__What is being asked__
Please answer from the passage on paging and the TLB scheme: what happens when a required page is not in physical memory?

__Excerpted passage__
------------------------

Figure 4.11: Thrashing on numerous page fault.

Paging: HW support

Recall we emphasized that we need HW within CPU to support paging. The CPU generates a logical address which must get translated to a physical address. In Figure 4.12 we indicate the basic address generation and translation.

Let us trace the sequence of steps in the generation of address.

• The process generates a logical address. This address is interpreted in two parts.
• The first part of the logical address identifies the virtual page.
• The second part of the logical address gives the offset within this page.
• The first part is used as an input to the page table to find out the following:

* Is the page in the main memory?

* What is the page frame number for this virtual page?

• The page frame number is the first part of the physical memory address.
• The offset is the second part of the correct physical memory location.

Figure 4.12: Hardware support for paging.

If the page is not in the physical memory, a page-fault is generated. This is treated as a trap. The trap then suspends the regular sequence of operations and fetches the required page from the disk into main memory.

We next discuss a relatively simple extension of the basic paging scheme with hardware support. This scheme results in considerable improvement in page frame access.

Figure 4.13: Paging with translation look-aside buffer.

The TLB scheme

The basic idea in the translation look-aside buffer access is quite simple. The scheme is very effective in improving the performance of page frame access. The scheme employs a cache buffer to keep copies of some of the page frames in a cache buffer. This buffer is also interrogated for the presence of page frame copy. Note that a cache buffer is implemented in a technology which is faster than the main memory technology. So, a retrieval from the cache buffer is faster than that from the main memory. The hardware signal which looks up the page table is also used to look up (with address translation) to check if the cache buffer on a side has the desired page. This nature of look-up explains why this scheme is called Translation Look-aside Buffer (TLB) scheme. The basic TLB buffering scheme is shown in Figure 4.13. Note that the figure replicates the usual hardware support for page table look-up. So, obviously the scheme cannot be worse than the usual page table look-up schemes. However, since a cache buffer is additionally maintained to keep some of the frequently accessed pages, one can expect to achieve an improvement in the access time required for those pages which obtain a page hit for presence in the buffer. Suppose we wish to access page frame p. The following three possibilities may arise:

1. Cache presence: There is a copy of the page frame p. In this case it is procured from the look-aside buffer which is the cache.

2. Page table presence: The cache does not have a copy of the page frame p, but page table access results in a page hit. The page is accessed from the main memory.

3. Not in page table: This is a case when the copy of the page frame is neither in the cache buffer nor does it have an entry in the page table. Clearly, this is a case of page-fault. It is handled exactly as the page-fault is normally handled.

------------------------

__Data listing__

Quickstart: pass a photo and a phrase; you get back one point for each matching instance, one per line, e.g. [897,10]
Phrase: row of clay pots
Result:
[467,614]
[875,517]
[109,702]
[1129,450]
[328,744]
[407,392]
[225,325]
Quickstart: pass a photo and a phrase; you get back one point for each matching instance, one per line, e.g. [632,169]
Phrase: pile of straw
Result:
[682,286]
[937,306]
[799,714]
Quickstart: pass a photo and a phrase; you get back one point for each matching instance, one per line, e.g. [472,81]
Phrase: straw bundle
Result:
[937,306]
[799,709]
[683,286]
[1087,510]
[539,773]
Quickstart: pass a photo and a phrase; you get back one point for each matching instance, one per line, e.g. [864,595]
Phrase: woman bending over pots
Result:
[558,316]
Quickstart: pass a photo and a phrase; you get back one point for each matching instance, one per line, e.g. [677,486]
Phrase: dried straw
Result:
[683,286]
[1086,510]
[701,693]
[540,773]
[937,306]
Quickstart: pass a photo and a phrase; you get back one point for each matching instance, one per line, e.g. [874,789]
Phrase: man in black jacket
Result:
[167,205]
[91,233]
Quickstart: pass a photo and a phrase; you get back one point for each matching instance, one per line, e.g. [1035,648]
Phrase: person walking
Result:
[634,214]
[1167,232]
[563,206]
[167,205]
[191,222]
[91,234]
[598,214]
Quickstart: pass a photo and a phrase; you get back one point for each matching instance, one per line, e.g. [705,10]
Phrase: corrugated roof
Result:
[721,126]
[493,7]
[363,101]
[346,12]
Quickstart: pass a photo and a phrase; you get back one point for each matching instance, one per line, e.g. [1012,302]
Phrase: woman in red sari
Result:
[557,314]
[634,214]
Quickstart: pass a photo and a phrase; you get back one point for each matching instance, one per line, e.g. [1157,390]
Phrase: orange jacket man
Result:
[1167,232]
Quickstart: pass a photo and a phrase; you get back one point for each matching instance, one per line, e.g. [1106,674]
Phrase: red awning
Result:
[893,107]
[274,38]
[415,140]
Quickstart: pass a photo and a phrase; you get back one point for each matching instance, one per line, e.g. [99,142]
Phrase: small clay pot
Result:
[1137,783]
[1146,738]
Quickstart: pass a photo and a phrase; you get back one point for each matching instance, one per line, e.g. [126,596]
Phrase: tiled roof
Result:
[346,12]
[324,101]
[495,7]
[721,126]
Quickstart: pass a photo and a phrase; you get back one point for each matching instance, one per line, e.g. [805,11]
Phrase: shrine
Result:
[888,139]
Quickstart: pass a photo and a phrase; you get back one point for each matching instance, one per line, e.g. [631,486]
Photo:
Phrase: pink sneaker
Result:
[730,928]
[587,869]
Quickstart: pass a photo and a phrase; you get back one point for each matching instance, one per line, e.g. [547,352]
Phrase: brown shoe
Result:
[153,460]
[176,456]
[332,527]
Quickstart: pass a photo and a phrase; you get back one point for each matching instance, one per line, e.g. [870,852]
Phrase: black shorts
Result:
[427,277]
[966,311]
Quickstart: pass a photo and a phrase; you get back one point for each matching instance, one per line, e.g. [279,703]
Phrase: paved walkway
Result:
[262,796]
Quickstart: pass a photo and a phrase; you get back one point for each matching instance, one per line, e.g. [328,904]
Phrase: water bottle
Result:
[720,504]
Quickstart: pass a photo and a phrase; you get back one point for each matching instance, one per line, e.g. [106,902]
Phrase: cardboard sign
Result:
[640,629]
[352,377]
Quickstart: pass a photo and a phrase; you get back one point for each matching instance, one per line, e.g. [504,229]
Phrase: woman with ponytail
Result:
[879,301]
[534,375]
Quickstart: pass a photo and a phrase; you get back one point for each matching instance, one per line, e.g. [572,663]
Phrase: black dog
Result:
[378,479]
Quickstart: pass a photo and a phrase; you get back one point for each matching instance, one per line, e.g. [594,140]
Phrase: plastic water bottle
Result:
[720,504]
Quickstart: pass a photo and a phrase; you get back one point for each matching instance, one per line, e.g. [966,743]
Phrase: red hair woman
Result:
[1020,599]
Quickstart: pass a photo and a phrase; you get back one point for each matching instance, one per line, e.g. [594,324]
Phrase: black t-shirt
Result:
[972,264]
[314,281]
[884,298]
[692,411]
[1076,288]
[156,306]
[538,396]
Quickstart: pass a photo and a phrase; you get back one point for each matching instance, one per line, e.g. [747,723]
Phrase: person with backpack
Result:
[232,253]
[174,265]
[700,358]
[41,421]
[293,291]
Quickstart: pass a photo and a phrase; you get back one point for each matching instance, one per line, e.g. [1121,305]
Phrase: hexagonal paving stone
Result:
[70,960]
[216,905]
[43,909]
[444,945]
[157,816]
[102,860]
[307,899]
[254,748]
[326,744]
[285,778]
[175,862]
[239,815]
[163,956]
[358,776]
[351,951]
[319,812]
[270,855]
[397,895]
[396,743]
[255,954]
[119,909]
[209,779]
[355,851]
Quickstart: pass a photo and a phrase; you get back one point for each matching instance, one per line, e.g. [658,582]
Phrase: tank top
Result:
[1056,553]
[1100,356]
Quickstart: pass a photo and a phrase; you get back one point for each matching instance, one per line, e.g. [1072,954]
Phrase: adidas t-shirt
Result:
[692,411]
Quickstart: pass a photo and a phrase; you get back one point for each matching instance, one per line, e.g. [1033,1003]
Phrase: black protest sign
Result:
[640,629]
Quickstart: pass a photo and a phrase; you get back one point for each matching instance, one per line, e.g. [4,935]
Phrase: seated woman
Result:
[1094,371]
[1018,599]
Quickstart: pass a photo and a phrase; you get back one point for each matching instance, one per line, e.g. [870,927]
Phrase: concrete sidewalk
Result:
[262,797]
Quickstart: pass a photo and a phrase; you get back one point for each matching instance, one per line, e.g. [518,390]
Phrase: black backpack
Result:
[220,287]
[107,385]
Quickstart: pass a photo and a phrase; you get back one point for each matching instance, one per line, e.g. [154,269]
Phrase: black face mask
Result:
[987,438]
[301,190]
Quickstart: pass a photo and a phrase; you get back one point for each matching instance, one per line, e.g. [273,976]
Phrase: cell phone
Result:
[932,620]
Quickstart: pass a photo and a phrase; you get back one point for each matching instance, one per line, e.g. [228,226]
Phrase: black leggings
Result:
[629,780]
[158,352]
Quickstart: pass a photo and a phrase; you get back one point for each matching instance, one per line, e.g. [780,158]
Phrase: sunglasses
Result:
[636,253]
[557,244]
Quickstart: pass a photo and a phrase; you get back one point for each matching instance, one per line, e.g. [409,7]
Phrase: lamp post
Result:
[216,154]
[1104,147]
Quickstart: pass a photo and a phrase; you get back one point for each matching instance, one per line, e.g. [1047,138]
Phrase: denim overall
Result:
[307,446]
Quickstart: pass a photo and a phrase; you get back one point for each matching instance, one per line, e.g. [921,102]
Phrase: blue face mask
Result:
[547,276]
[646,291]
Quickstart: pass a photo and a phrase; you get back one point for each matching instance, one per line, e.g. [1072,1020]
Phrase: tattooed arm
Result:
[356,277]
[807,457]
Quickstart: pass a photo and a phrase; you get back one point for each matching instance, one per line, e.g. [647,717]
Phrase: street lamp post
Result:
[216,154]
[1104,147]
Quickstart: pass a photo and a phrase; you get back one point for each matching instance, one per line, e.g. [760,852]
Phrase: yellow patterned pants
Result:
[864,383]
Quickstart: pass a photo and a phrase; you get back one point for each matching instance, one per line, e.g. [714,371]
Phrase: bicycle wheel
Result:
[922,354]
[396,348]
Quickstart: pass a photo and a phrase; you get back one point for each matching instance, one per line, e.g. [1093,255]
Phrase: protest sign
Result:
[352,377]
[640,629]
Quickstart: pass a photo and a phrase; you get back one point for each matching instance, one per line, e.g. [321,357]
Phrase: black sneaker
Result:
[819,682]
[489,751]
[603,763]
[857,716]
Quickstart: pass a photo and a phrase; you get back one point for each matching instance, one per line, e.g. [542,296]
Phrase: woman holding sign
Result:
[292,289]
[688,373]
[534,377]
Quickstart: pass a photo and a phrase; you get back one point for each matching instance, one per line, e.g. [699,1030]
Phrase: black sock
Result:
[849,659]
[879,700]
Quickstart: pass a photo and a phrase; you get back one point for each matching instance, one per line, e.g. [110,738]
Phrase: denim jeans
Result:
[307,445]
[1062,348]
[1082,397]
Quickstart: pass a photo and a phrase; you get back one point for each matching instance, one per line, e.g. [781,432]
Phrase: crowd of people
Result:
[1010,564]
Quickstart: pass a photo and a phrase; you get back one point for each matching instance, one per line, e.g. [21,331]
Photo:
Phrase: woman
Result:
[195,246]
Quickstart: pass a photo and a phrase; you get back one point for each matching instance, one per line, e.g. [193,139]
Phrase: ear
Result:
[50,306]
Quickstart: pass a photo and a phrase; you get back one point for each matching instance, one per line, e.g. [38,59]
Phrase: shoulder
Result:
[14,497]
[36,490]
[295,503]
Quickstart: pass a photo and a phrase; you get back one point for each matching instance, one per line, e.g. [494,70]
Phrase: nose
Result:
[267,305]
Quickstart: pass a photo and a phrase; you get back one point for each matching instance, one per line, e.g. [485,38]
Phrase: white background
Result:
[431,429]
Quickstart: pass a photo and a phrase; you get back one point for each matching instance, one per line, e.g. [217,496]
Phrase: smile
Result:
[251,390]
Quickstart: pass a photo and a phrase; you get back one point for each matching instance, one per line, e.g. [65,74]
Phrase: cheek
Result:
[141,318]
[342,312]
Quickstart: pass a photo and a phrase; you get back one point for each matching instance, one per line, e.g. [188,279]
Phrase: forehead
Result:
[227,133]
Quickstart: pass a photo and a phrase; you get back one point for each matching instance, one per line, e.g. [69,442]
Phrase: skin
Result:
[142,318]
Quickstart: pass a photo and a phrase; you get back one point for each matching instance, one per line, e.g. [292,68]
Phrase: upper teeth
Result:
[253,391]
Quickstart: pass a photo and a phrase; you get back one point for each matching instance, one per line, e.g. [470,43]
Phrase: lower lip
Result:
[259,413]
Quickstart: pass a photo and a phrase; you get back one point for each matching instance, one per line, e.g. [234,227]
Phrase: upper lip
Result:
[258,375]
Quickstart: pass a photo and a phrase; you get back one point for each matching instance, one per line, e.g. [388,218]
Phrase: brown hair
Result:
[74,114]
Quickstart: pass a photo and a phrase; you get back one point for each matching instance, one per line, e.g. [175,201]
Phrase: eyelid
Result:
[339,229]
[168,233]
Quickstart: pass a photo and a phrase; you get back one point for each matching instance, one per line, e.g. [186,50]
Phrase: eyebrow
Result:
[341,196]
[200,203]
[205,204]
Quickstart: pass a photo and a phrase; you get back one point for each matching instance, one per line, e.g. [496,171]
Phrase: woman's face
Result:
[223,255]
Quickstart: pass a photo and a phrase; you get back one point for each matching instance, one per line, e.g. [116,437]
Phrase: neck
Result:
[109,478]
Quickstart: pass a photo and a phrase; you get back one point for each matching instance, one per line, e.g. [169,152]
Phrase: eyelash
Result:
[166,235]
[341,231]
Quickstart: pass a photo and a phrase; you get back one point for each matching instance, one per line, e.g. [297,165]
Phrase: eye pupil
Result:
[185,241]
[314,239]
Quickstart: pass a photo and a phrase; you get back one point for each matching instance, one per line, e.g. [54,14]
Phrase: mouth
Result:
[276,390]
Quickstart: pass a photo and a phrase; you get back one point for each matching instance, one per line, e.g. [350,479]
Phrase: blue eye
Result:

------------------------

__Exercise output__
A page fault is generated and treated as a trap, which suspends the regular sequence of operations and fetches the required page from the disk into main memory.